▶ [AIM OF THE TASK] Copy the records below line for line, with no changes.

Labeled area outline items:

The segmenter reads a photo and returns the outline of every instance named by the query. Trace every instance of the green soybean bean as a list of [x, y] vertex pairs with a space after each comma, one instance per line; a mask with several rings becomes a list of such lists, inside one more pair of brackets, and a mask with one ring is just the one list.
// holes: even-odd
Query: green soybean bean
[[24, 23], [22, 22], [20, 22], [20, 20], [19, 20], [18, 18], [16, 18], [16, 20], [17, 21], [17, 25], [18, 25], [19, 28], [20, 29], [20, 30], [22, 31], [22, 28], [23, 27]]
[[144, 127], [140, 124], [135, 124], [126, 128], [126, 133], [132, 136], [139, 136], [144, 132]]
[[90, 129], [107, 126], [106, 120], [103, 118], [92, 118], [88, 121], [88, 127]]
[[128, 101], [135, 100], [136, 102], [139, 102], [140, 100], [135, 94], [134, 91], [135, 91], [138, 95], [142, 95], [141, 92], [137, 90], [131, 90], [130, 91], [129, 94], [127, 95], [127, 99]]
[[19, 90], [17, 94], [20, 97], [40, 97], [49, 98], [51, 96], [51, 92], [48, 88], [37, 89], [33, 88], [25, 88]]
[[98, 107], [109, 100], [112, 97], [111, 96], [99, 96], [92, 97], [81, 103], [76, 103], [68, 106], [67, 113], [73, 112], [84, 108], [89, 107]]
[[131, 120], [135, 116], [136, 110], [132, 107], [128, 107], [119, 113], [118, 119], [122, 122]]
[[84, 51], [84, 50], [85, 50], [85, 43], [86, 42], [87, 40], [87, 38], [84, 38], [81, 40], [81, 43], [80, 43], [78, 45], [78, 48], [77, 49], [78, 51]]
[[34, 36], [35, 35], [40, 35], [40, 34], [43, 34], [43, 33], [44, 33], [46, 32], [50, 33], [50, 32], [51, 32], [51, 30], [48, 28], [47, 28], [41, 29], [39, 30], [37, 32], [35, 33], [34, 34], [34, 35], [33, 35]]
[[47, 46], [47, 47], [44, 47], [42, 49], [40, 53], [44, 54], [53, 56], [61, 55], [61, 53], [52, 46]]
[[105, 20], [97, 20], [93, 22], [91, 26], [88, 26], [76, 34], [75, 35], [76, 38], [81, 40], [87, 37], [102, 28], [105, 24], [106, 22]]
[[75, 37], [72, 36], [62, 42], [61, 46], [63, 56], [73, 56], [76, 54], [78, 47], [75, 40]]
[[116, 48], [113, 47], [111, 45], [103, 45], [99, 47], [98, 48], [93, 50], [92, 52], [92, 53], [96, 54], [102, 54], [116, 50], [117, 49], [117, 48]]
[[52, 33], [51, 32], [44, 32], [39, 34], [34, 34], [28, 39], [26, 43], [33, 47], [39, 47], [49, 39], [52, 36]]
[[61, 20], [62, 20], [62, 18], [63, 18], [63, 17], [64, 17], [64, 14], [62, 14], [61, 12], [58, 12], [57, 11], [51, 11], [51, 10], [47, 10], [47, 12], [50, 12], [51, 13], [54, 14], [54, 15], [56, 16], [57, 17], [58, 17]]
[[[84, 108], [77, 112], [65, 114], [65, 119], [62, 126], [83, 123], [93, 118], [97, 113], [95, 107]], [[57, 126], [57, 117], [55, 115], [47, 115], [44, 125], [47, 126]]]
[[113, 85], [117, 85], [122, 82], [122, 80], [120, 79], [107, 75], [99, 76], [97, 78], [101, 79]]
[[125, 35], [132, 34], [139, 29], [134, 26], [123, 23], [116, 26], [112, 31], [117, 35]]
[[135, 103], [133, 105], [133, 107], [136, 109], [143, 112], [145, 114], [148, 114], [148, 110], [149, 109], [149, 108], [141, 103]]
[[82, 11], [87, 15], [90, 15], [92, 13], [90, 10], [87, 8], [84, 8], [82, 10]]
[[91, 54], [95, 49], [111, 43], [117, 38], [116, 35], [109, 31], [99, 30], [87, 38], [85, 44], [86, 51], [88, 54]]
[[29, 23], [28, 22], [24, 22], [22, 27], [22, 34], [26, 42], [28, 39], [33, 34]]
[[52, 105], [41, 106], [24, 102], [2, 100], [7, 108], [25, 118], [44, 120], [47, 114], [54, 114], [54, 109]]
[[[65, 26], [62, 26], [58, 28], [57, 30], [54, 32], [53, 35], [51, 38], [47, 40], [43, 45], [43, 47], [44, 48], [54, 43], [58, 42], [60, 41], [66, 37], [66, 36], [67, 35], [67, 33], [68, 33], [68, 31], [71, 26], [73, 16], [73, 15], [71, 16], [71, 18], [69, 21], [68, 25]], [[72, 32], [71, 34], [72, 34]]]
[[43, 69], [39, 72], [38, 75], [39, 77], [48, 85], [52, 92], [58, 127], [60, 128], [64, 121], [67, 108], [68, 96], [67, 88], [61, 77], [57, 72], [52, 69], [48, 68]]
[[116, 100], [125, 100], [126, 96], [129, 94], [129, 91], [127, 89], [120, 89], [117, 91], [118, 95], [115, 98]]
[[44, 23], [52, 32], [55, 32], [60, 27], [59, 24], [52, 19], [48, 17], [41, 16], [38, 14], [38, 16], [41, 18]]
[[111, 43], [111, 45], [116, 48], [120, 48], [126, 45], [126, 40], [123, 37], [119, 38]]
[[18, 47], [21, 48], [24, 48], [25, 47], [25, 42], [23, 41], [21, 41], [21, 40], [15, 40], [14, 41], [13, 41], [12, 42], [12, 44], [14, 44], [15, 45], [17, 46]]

▶ [EXPECTED ANSWER]
The segmenter reads a photo and returns the outline of every instance named by the query. Trace every instance of the green soybean bean as a list of [x, y] vertex pairs with a space after each comma, one instance per line; a mask with several rings becomes a list of such lists, inside one more pair of brackets, and a mask with one ring is just the one list.
// holes: even-odd
Query: green soybean bean
[[24, 23], [22, 22], [20, 22], [20, 20], [19, 20], [18, 18], [16, 18], [16, 20], [17, 21], [17, 25], [18, 25], [19, 28], [20, 29], [20, 30], [22, 31], [22, 28], [23, 27]]
[[144, 127], [140, 124], [135, 124], [126, 128], [126, 133], [132, 136], [139, 136], [144, 132]]
[[90, 129], [107, 126], [106, 120], [103, 118], [92, 118], [88, 121], [88, 127]]
[[128, 101], [135, 100], [136, 102], [139, 102], [140, 100], [135, 94], [134, 91], [135, 91], [138, 95], [142, 95], [141, 92], [137, 90], [131, 90], [130, 91], [129, 94], [127, 95], [127, 99]]
[[19, 90], [17, 94], [20, 97], [40, 97], [49, 98], [51, 96], [51, 92], [48, 88], [37, 89], [33, 88], [25, 88]]
[[98, 107], [109, 100], [112, 97], [111, 96], [99, 96], [92, 97], [81, 103], [76, 103], [68, 106], [67, 113], [73, 112], [84, 108], [89, 107]]
[[131, 120], [135, 116], [136, 110], [132, 107], [128, 107], [119, 113], [118, 119], [122, 122]]
[[84, 51], [84, 50], [85, 50], [85, 43], [86, 42], [87, 40], [87, 38], [84, 38], [81, 40], [81, 43], [80, 43], [78, 45], [78, 48], [77, 49], [78, 51]]
[[34, 36], [35, 35], [40, 35], [40, 34], [43, 34], [43, 33], [44, 33], [46, 32], [50, 33], [50, 32], [51, 32], [51, 30], [48, 28], [47, 28], [41, 29], [39, 30], [37, 32], [35, 33], [34, 34], [34, 35], [33, 35]]
[[47, 46], [47, 47], [44, 47], [42, 49], [40, 53], [44, 54], [53, 56], [61, 55], [61, 53], [52, 46]]
[[105, 20], [97, 20], [93, 22], [91, 26], [88, 26], [76, 34], [75, 35], [76, 38], [81, 40], [87, 37], [102, 28], [105, 24], [106, 22]]
[[75, 37], [72, 36], [62, 42], [61, 46], [63, 56], [73, 56], [76, 54], [78, 47], [75, 40]]
[[116, 48], [113, 47], [111, 45], [103, 45], [99, 47], [98, 48], [93, 50], [92, 52], [92, 53], [96, 54], [102, 54], [116, 50], [117, 49], [117, 48]]
[[52, 33], [51, 32], [44, 32], [39, 34], [34, 34], [28, 39], [26, 43], [33, 47], [39, 47], [49, 39], [52, 36]]
[[61, 20], [62, 20], [62, 18], [63, 18], [63, 17], [64, 17], [64, 14], [62, 14], [61, 12], [58, 12], [57, 11], [51, 11], [51, 10], [47, 10], [47, 12], [50, 12], [51, 13], [54, 14], [54, 15], [56, 16], [57, 17], [58, 17]]
[[[84, 108], [77, 112], [65, 114], [65, 119], [62, 126], [83, 123], [93, 118], [97, 113], [95, 107]], [[57, 126], [57, 117], [55, 115], [47, 115], [44, 125], [47, 126]]]
[[113, 85], [117, 85], [122, 82], [122, 80], [120, 79], [107, 75], [99, 76], [97, 78], [101, 79]]
[[125, 35], [132, 34], [139, 29], [134, 26], [123, 23], [116, 26], [112, 31], [117, 35]]
[[135, 103], [133, 105], [133, 107], [136, 109], [143, 112], [145, 114], [148, 114], [148, 110], [149, 109], [149, 108], [141, 103]]
[[82, 11], [87, 15], [90, 15], [92, 13], [90, 10], [87, 8], [84, 8], [82, 10]]
[[91, 54], [95, 49], [111, 43], [117, 38], [116, 35], [109, 31], [99, 30], [87, 38], [85, 44], [86, 51], [88, 54]]
[[29, 23], [28, 22], [24, 22], [22, 27], [22, 34], [26, 42], [28, 39], [33, 34]]
[[52, 105], [41, 106], [24, 102], [2, 100], [7, 108], [25, 118], [44, 120], [47, 114], [54, 114], [54, 109]]
[[[65, 26], [62, 26], [58, 28], [57, 30], [54, 32], [53, 35], [51, 38], [47, 40], [43, 45], [43, 47], [44, 48], [54, 43], [58, 42], [60, 41], [66, 37], [66, 36], [67, 35], [67, 33], [68, 33], [68, 31], [71, 26], [73, 16], [73, 15], [71, 16], [71, 18], [69, 21], [68, 25]], [[72, 32], [71, 34], [72, 34]]]
[[43, 69], [39, 72], [38, 75], [39, 77], [48, 85], [52, 92], [58, 127], [60, 128], [64, 121], [67, 108], [68, 96], [67, 88], [61, 77], [57, 72], [52, 69], [48, 68]]
[[116, 100], [125, 100], [126, 96], [129, 94], [129, 91], [127, 89], [120, 89], [117, 91], [118, 95], [115, 98]]
[[44, 23], [52, 32], [55, 32], [60, 27], [59, 24], [52, 19], [48, 17], [41, 16], [38, 14], [38, 16], [41, 18]]
[[111, 43], [111, 45], [116, 48], [120, 48], [126, 45], [126, 40], [123, 37], [119, 38]]
[[18, 47], [21, 48], [24, 48], [25, 47], [25, 42], [23, 41], [21, 41], [21, 40], [15, 40], [14, 41], [13, 41], [12, 42], [12, 44], [14, 44], [15, 45], [17, 46]]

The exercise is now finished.